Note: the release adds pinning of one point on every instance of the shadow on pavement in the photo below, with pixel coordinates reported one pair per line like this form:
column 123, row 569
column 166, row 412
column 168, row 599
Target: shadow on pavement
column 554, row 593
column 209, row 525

━━━━

**EXERCISE BRIEF:**
From the first line to the last, repeat the records exactly.

**TASK RESULT:**
Note: the release adds pinning of one point on every instance of the shadow on pavement in the photo below, with pixel coordinates reported one pair per line like this form:
column 123, row 569
column 166, row 412
column 168, row 599
Target: shadow on pavement
column 554, row 593
column 209, row 525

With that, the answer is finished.